• [Written exercise] Pick out every line below that contains the string "cloud" and copy each of those lines.

[start Dataset records]

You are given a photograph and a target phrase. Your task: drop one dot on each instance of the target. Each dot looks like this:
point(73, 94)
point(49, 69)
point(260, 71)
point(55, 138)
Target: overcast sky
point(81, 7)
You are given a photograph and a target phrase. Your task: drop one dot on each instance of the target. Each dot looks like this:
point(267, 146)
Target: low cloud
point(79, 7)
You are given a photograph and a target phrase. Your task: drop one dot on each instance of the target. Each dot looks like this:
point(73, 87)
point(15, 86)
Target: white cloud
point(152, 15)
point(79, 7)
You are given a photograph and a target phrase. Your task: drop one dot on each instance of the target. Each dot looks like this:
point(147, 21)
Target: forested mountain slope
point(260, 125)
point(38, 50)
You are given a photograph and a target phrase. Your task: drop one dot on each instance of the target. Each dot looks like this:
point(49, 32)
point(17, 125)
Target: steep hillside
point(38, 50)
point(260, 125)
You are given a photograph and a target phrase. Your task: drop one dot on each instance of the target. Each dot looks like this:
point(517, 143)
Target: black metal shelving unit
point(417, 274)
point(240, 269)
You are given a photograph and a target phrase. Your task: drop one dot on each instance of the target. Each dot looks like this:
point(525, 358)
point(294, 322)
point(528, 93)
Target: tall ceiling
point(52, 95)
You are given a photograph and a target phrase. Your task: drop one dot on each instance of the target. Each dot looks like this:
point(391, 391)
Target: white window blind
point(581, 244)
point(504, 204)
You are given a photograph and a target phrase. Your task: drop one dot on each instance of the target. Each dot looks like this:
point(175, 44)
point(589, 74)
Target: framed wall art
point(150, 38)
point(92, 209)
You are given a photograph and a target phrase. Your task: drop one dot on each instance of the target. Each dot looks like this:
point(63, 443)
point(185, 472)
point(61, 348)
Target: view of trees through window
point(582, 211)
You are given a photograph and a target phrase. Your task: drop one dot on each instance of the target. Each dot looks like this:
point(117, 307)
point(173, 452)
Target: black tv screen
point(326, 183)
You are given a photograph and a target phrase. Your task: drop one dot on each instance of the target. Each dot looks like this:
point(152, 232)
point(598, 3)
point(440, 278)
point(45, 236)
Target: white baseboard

[end Dataset records]

• [Solution for this problem]
Target: low cloud
Target: white cloud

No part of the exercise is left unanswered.